Your task:
Copy every line below exactly.

Dataset entries

=====

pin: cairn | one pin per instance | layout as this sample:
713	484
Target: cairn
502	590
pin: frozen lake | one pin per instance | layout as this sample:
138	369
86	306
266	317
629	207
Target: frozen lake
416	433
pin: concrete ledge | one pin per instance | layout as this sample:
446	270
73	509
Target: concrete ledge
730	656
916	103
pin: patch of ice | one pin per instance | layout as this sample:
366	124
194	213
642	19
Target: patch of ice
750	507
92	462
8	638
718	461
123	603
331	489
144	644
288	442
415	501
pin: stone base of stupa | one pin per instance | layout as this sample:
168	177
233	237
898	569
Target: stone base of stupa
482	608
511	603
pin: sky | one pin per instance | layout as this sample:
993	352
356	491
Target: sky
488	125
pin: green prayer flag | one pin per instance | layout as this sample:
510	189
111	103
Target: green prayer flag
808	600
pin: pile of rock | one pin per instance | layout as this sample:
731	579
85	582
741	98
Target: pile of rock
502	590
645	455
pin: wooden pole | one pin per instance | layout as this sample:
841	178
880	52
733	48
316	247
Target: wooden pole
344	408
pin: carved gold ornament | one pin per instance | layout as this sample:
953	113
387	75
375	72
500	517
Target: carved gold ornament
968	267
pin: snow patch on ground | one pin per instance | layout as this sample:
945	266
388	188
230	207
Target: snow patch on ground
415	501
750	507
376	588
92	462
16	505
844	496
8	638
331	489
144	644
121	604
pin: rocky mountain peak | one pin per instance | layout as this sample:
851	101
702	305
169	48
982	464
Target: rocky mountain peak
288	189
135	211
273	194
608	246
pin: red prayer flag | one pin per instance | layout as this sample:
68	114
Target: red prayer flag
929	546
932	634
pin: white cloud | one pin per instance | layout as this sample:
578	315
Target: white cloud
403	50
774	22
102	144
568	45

=====

Answer below:
pin: cairn | one pin per instance | layout as this sample:
713	484
Target: cairn
502	590
pin: frozen lake | one pin per instance | layout as this sample:
138	369
86	306
266	317
629	207
Target: frozen lake
416	433
pin: concrete ledge | one pin per instance | layout as this sample:
446	270
73	509
Target: concrete ledge
730	656
916	103
pin: patch of ice | one pin per instance | layout as this sample:
366	124
194	213
642	19
Target: patch of ice
750	507
92	462
8	638
718	461
123	603
331	489
144	644
288	442
415	501
pin: stone base of stupa | one pin per instance | layout as this sample:
168	177
233	237
898	569
Target: stone base of stupa
482	608
511	603
pin: sky | one pin per instance | layout as this sample:
993	352
356	491
Target: sky
488	125
pin: green prayer flag | one pin per instance | layout as this sample:
510	189
111	103
Target: green prayer flag
808	600
pin: pile of rock | one pin per instance | layout as this sample:
731	579
85	582
741	98
Target: pile of rock
502	590
645	455
pin: wooden pole | one pin per instance | layout as this sample:
841	178
880	52
733	48
316	247
Target: wooden pole
344	408
pin: carved gold ornament | one pin per instance | layout as this sample:
953	113
387	75
375	72
500	517
Target: carved gold ornament
968	267
pin: snow patch on ground | one pin per instance | layout as this sample:
945	266
388	188
230	207
Target: snow patch on ground
415	501
750	507
376	588
92	462
16	505
844	496
8	638
331	489
144	644
121	604
pin: rocky mountain peak | one pin per instance | layout as this sample:
851	101
702	305
169	48
982	464
Target: rocky mountain peak
288	189
135	211
273	194
608	246
pin: red prayer flag | one pin per instance | layout as this sample:
68	114
Target: red prayer flag
929	546
932	634
pin: white cloud | one pin per instance | layout as this sample:
578	315
Target: white cloud
403	50
774	22
102	144
568	45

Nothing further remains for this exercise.